**PROBLEM REQUIREMENTS:** Translate this sentence from the passage about reading Tristram Shandy below into French: "In these worthy circumstances, I entered the secret order of Shandeans, to which I have remained loyal to this day."

:: PROVIDED TEXT

From Ernst Junger’s The Adventurous Heart: Figures and Capriccios (pg. 8, Telos press edition), a further elaboration of the episode mentioned at the end of Storm of Steel
During the skirmishes near Bapaume, I had Tristram Shandy in a handy little volume in my map case, and it was still with me when we stood ready by Favreuil. Since we were kept waiting back at the artillery placements from morning until late afternoon, things soon got very boring, though our position was not without danger. So I began to turn its pages, and before long the entwined style, riddles with an assortment of lights, established itself as a secret accompanying voice in a chiaroscuro harmony with the outer circumstances. After having read a few chapters with many interruptions, we finally got the order to attack; I put the book away and by sunset I already lay wounded on the ground.
I picked up the thread again in the field hospital, as if all that lay between had been a dream or belonged to the content of the book itself, as the activation of some extraordinary mental power. I was given morphine, and I continued reading, at one moment awake, at the next in a half-twilight, so that a variety of different mental states chopped up and re-parceled the myriad layers of the text one more time. Fever attacks combated with Burgundy and codeine, artillery barrages, and bomb-droppings over our zone, through which a streaming retreat had already begun, during which we were sometimes completely forgotten – all this only increased the entanglements, so that today I am left with only a blurred memory of those days, of a half-sensitive, half-frenzied agitation in which even a volcanic eruption would not have astonished me, and during which poor old Yorick and honest Uncle Toby were the most trustworthy characters that presented themselves.
In these worthy circumstances, I entered the secret order of Shandeans, to which I have remained loyal to this day.

::::
:: GIVEN INFORMATION

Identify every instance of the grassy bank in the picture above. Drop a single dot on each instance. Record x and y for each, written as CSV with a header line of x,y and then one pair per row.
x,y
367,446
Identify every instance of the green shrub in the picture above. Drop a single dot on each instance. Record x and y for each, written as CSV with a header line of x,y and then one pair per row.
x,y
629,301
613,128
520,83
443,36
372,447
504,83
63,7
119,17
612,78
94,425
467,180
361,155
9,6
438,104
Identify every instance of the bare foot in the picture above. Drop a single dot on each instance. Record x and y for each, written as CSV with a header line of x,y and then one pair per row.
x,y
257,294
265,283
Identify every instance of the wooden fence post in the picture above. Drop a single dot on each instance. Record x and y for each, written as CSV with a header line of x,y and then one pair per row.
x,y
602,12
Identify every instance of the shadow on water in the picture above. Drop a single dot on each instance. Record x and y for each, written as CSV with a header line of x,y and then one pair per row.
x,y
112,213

::::
:: GIVEN INFORMATION

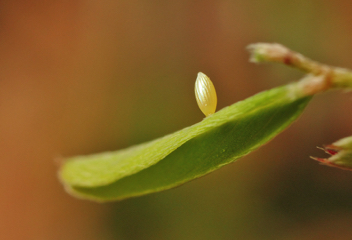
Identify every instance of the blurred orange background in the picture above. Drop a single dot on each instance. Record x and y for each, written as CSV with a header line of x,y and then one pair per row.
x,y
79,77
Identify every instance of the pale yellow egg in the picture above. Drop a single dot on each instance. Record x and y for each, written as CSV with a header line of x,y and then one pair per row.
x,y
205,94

::::

**ANSWER BELOW:** Dans ces dignes circonstances, j'ai rejoint l'ordre secret des Shandéens, auquel j'ai gardé ma fidélité jusqu'à ce jour.